╔══

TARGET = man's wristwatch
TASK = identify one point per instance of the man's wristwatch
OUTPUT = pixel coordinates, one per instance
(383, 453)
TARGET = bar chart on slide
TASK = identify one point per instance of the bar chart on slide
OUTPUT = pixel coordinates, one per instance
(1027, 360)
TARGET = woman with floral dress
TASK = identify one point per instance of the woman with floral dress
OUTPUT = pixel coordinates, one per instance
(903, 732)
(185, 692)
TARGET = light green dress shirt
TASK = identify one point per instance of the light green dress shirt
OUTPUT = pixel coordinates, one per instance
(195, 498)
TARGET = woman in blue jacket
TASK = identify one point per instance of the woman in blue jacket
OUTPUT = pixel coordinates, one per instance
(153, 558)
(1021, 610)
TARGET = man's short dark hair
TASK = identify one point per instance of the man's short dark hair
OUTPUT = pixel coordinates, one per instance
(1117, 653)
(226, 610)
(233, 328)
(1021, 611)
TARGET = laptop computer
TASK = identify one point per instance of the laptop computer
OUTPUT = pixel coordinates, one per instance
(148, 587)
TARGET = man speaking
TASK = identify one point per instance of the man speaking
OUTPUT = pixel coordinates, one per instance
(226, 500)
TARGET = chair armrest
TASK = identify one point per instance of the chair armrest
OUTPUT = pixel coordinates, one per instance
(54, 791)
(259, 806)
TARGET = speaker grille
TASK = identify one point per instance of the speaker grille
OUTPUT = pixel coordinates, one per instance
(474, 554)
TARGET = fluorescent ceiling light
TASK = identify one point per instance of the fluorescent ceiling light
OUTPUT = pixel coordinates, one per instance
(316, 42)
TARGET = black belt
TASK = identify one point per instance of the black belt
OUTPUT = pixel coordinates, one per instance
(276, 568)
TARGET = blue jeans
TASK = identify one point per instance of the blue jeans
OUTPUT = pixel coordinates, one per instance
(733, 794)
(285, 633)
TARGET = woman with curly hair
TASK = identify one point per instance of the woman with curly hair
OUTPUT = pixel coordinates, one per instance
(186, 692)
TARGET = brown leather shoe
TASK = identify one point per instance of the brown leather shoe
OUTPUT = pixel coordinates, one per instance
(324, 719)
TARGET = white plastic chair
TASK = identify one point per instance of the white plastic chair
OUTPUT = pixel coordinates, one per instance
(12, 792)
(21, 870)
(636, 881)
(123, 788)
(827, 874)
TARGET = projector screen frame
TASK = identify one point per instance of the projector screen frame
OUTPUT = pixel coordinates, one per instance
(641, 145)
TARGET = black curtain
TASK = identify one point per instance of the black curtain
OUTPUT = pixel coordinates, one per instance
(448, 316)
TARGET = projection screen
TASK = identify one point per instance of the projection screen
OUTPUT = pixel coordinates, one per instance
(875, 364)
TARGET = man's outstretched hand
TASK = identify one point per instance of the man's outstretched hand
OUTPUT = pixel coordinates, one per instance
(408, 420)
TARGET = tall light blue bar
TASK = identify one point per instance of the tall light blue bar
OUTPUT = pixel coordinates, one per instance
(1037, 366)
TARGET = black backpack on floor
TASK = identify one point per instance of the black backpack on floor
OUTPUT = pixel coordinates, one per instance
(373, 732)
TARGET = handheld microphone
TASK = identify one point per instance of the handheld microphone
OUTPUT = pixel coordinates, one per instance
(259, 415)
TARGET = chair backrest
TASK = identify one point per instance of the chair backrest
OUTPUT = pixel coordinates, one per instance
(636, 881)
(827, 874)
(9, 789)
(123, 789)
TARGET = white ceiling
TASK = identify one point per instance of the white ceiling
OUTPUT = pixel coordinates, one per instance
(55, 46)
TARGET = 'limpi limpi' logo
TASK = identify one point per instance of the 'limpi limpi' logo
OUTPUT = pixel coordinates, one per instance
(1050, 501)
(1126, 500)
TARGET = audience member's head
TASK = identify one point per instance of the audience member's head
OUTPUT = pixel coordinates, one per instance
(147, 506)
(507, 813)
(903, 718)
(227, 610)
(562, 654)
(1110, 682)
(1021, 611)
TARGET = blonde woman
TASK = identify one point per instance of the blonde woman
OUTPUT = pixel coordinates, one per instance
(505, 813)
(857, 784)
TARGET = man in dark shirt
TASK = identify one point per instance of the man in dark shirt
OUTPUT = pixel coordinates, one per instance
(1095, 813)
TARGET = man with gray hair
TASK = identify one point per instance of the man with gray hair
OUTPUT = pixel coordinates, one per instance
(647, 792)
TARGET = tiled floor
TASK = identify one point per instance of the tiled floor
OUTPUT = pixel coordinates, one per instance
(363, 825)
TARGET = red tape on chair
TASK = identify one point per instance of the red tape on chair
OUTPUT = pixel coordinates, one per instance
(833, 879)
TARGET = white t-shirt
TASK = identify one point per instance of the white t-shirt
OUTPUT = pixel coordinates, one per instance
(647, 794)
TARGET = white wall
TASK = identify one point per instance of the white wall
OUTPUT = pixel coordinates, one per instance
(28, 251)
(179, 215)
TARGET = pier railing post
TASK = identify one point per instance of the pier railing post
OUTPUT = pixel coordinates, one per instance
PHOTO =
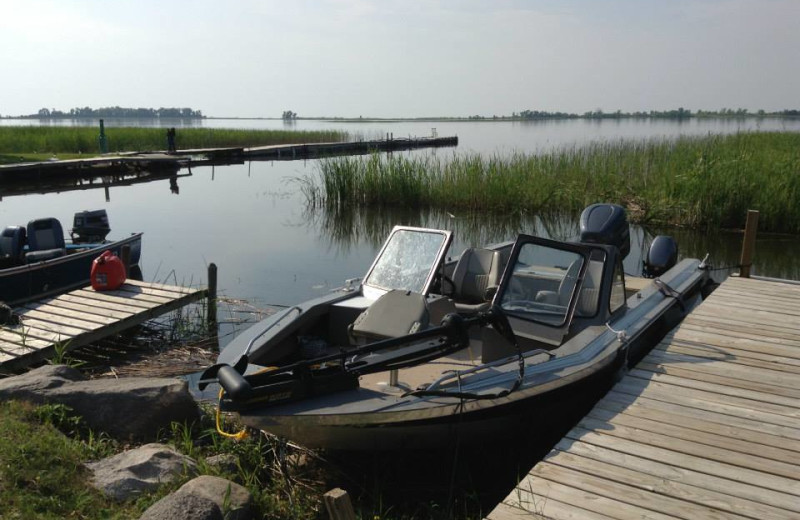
(212, 298)
(749, 243)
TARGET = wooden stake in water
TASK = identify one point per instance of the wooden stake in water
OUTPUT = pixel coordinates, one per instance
(749, 243)
(212, 297)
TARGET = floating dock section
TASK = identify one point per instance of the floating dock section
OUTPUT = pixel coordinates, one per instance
(161, 161)
(706, 426)
(83, 316)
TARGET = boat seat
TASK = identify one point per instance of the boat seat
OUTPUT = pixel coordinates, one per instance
(45, 240)
(394, 314)
(476, 271)
(565, 287)
(12, 244)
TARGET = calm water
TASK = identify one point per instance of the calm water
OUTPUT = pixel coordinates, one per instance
(251, 219)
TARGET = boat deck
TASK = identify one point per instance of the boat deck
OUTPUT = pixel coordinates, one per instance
(83, 316)
(706, 426)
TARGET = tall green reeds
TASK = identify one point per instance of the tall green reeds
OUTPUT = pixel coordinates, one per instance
(74, 139)
(693, 181)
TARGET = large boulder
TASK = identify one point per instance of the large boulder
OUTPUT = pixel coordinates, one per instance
(33, 385)
(128, 408)
(135, 471)
(183, 507)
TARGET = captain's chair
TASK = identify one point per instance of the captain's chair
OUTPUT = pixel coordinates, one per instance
(396, 313)
(476, 271)
(12, 242)
(45, 240)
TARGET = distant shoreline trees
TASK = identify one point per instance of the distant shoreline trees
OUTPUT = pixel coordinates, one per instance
(117, 112)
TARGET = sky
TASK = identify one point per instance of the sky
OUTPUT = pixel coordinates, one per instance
(399, 58)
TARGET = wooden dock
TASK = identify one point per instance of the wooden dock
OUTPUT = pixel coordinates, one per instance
(83, 316)
(706, 426)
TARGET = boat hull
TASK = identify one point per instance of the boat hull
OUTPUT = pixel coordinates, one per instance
(41, 279)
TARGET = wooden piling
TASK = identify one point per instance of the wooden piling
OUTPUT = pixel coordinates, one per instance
(338, 504)
(212, 297)
(125, 256)
(749, 243)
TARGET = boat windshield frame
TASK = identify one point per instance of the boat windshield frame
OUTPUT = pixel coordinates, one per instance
(408, 260)
(546, 292)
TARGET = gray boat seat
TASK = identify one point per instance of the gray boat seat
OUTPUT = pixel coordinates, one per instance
(565, 287)
(394, 314)
(45, 240)
(476, 271)
(12, 244)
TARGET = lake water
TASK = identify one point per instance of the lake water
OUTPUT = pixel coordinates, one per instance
(251, 220)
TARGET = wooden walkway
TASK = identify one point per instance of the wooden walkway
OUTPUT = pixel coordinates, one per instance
(83, 316)
(706, 426)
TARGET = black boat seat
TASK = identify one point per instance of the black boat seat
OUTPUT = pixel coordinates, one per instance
(476, 271)
(396, 313)
(12, 243)
(45, 240)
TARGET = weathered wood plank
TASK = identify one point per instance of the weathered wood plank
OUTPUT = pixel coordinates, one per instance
(628, 494)
(688, 461)
(667, 472)
(701, 496)
(731, 388)
(84, 316)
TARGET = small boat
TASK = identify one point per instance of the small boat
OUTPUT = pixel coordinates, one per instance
(485, 344)
(37, 260)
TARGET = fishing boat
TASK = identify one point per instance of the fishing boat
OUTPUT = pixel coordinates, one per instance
(481, 345)
(37, 260)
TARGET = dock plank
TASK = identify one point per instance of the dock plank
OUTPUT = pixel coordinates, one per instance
(84, 316)
(706, 426)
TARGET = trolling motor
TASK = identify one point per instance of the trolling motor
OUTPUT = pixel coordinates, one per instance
(661, 256)
(336, 372)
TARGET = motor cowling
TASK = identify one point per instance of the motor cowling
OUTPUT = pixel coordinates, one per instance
(90, 226)
(661, 256)
(108, 272)
(606, 224)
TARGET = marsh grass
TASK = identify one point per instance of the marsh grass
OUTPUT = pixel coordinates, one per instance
(84, 140)
(697, 182)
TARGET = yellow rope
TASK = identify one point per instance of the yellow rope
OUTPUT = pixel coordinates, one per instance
(235, 436)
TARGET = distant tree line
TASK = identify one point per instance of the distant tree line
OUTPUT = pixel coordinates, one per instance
(679, 113)
(117, 112)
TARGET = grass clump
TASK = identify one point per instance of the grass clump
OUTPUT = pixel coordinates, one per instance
(41, 470)
(48, 140)
(706, 182)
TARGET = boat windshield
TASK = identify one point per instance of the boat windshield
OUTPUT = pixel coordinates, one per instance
(408, 260)
(542, 284)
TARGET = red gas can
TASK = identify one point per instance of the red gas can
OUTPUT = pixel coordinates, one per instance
(108, 272)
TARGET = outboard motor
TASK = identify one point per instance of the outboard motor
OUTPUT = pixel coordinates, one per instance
(606, 224)
(90, 226)
(661, 256)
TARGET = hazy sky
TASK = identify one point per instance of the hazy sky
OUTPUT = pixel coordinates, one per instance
(392, 58)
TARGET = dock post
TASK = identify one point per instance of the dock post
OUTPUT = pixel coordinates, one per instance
(338, 504)
(125, 256)
(212, 297)
(749, 243)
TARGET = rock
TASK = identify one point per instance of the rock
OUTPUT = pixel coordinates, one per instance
(142, 469)
(234, 500)
(225, 462)
(34, 385)
(183, 507)
(130, 407)
(127, 408)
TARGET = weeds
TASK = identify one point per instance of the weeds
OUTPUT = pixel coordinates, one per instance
(704, 182)
(16, 140)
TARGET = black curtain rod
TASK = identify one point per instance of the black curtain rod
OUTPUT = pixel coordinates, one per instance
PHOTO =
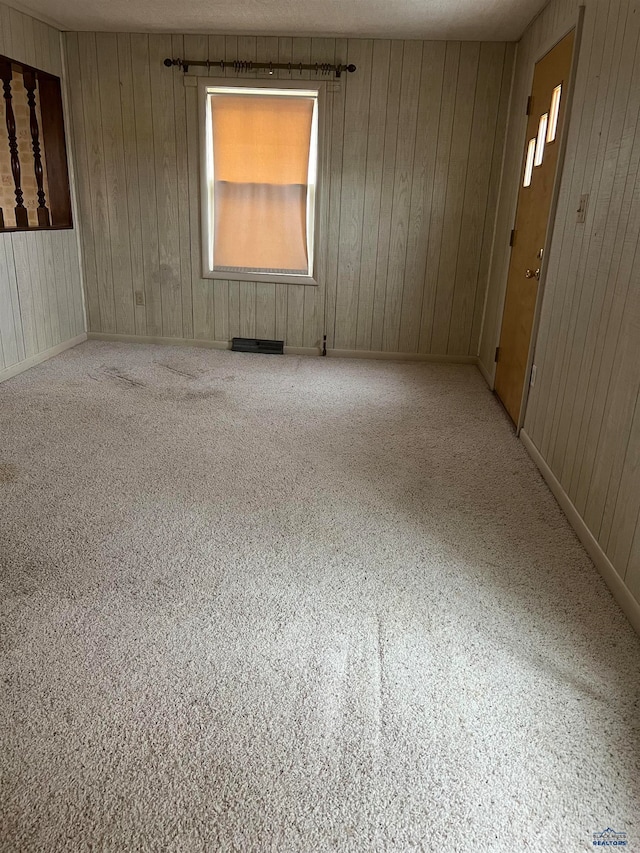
(241, 65)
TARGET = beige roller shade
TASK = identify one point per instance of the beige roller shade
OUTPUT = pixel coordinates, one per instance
(261, 147)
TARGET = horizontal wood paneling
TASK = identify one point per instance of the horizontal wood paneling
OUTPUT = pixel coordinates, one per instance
(583, 414)
(40, 285)
(399, 256)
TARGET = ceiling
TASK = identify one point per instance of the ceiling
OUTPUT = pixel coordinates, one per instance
(489, 20)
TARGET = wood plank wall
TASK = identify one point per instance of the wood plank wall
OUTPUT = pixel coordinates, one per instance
(415, 157)
(40, 285)
(584, 413)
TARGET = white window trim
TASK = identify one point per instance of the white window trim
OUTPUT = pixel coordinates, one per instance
(204, 85)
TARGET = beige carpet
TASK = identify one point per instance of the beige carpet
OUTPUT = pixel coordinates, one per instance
(263, 603)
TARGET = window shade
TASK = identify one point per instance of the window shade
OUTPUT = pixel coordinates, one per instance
(261, 148)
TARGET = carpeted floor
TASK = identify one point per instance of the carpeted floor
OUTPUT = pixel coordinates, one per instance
(262, 603)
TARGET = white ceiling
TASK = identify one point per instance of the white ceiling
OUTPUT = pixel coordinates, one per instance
(490, 20)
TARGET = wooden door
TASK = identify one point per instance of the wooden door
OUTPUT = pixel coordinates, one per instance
(546, 111)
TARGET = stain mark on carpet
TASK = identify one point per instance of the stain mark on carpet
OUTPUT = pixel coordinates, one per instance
(8, 472)
(116, 373)
(177, 370)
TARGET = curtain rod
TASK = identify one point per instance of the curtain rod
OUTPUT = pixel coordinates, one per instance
(241, 65)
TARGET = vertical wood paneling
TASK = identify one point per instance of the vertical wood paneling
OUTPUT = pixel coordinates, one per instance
(386, 193)
(399, 142)
(584, 413)
(354, 152)
(373, 189)
(439, 193)
(40, 287)
(427, 128)
(143, 132)
(401, 203)
(131, 185)
(115, 181)
(166, 176)
(454, 203)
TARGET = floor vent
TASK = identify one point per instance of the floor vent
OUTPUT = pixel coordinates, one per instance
(257, 345)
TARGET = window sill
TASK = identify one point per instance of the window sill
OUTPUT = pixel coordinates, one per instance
(269, 278)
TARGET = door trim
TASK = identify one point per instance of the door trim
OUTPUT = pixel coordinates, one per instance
(553, 208)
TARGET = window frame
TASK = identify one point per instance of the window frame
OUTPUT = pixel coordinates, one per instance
(205, 84)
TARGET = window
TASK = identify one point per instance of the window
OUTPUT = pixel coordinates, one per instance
(260, 180)
(34, 179)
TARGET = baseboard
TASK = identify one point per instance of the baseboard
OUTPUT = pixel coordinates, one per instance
(147, 339)
(402, 356)
(27, 363)
(619, 590)
(312, 351)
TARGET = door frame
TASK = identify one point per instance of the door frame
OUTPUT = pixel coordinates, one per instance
(553, 207)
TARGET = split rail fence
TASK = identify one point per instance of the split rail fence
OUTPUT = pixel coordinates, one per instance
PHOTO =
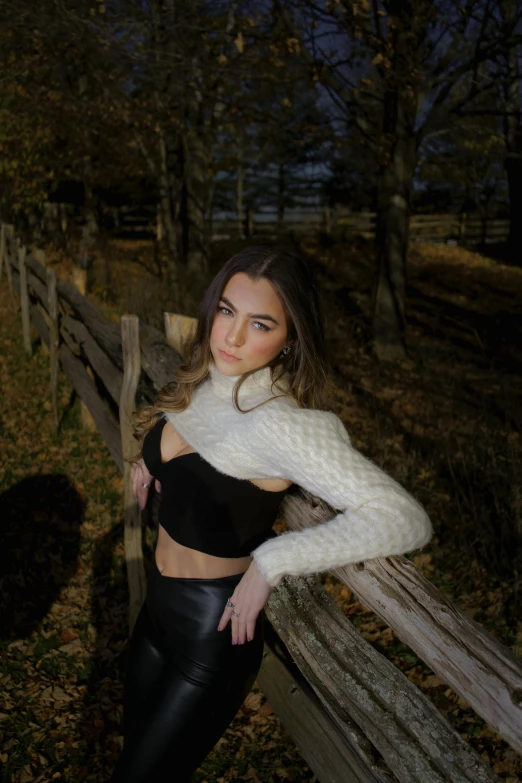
(338, 223)
(354, 716)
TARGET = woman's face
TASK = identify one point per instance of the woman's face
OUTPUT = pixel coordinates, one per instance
(249, 328)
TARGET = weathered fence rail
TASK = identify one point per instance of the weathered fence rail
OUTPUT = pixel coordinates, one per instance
(354, 716)
(335, 222)
(339, 222)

╚══

**What is required:**
Nothing outside the stretch above, from the line with "TARGET = white t-shirt" through the line with "TASK = identify one point per instance of the wooden stake", is set down. Transcribe that stretch exactly, ends included, but not its pictures.

**Answer box:**
TARGET = white t-shirt
TASK = identify one point per instance of the white t-shirt
OUTPUT = pixel coordinates, one per instance
(647, 794)
TARGET = white wall
TASK = identify one point per instance of the white wall
OUTPUT = pixel coordinates, one per instance
(28, 251)
(179, 215)
TARGET = pier railing post
TASK = identify one point per instance of the pier railing post
OUTPUT = pixel coordinates, one per instance
PHOTO =
(212, 298)
(749, 243)
TARGET = wooden stake in water
TASK = identify one point per instance of the wooden stake in water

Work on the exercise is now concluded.